Quote all of the entries below verbatim, reproducing every line in its original order.

* Start Supplied entries *

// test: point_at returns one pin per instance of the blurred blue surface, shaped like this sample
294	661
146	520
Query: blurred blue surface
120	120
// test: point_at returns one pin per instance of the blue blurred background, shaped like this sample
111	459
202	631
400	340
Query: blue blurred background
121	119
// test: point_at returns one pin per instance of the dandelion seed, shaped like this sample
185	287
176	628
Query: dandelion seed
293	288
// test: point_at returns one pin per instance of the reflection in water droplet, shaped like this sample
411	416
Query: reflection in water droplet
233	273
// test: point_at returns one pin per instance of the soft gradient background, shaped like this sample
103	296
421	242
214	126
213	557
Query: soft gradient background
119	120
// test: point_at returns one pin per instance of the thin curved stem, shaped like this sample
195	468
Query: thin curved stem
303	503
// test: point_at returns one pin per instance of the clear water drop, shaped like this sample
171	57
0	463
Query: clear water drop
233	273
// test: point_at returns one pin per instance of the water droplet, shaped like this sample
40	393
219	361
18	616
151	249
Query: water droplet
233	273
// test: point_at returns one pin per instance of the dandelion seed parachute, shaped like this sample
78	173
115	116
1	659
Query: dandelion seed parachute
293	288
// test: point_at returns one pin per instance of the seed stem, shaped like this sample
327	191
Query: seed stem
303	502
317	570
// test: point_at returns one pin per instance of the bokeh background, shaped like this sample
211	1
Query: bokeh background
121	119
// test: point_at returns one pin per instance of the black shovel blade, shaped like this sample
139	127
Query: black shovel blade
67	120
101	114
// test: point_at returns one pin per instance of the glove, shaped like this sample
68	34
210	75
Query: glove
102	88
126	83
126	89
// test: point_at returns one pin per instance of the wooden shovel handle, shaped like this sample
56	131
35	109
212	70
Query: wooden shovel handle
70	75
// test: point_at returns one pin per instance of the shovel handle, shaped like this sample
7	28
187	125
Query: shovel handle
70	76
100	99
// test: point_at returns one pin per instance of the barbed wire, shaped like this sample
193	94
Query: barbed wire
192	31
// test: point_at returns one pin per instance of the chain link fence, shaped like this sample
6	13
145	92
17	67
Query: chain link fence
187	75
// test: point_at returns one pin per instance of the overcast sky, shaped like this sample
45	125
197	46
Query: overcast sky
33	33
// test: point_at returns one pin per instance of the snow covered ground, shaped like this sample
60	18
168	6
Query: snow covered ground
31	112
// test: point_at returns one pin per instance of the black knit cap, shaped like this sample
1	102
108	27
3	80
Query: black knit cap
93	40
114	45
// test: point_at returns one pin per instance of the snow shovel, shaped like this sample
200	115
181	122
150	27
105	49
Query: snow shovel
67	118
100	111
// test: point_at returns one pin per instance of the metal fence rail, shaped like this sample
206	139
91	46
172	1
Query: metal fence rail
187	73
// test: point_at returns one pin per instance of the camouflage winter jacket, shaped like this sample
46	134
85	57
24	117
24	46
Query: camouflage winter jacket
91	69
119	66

* End Supplied entries *

● **Solution below**
// test: point_at returns one pin per instance of the blurred blue surface, shaped like this sample
294	661
146	520
Query: blurred blue surface
120	120
// test: point_at returns one pin per instance of the blue blurred background, shaped like this sample
111	459
202	631
400	340
Query: blue blurred background
121	119
// test: point_at returns one pin per instance of the dandelion seed, shaped like this sample
185	287
176	628
Query: dandelion seed
293	288
// test: point_at returns one pin per instance of the reflection in water droplet, shaped like this sample
411	416
Query: reflection in water droplet
233	273
// test: point_at returns one pin per instance of the soft gradient background, shaped like this sample
103	296
421	242
214	126
213	557
Query: soft gradient background
119	120
// test: point_at returns one pin per instance of the thin curved stem, shaped like this sample
195	468
Query: thin curved stem
303	503
// test: point_at returns one pin per instance of the clear water drop, shaped like this sample
171	57
0	463
Query: clear water drop
233	273
// test: point_at returns one pin per instance of the water droplet, shaped like this sample
40	393
219	361
18	616
151	249
Query: water droplet
233	273
// test: point_at returns one pin per instance of the dandelion seed parachute, shaped like this sample
78	173
115	116
1	659
Query: dandelion seed parachute
293	288
// test: point_at returns one pin per instance of the seed stem, shaped like this sample
327	191
Query: seed stem
303	502
317	570
// test: point_at returns one pin per instance of the bokeh background, shaped like this sample
211	1
Query: bokeh background
121	119
// test: point_at returns one pin per instance of the black shovel blade, shaped like this sample
139	127
Query: black shovel blade
67	120
101	114
// test: point_at returns one pin per instance of the glove, shaped like this sample
68	34
210	75
Query: glove
102	88
126	83
126	89
// test: point_at returns one pin per instance of the wooden shovel handle, shaped like this sample
56	131
35	109
212	70
Query: wooden shovel handle
70	75
// test: point_at returns one pin per instance of the shovel handle, shaped like this sample
7	28
187	125
Query: shovel handle
70	76
100	99
// test: point_at returns one pin per instance of the barbed wire, shaped like this sample
193	94
Query: barbed wire
192	31
// test: point_at returns one pin per instance of the chain link fence, shaped like this sample
6	13
145	92
17	67
Query: chain link fence
187	75
// test: point_at returns one pin per instance of the overcast sky, shaped like this sample
45	125
197	46
Query: overcast sky
33	33
// test: point_at returns one pin per instance of the snow covered ground, shaped like this sample
60	18
168	6
Query: snow covered ground
31	112
// test: point_at returns one pin per instance of the black knit cap, shaped like this sample
1	102
108	27
3	80
Query: black knit cap
93	40
114	45
// test: point_at returns one pin per instance of the snow shovel, shaped like this sample
200	115
181	122
150	27
105	49
Query: snow shovel
67	118
100	111
// test: point_at returns one pin per instance of the metal fence rail, shaped like this sample
206	139
91	46
172	1
Query: metal fence rail
187	73
// test: point_at returns one pin per instance of the camouflage winter jacket, shaped like this sample
46	134
85	57
24	117
24	46
Query: camouflage winter jacket
91	69
119	66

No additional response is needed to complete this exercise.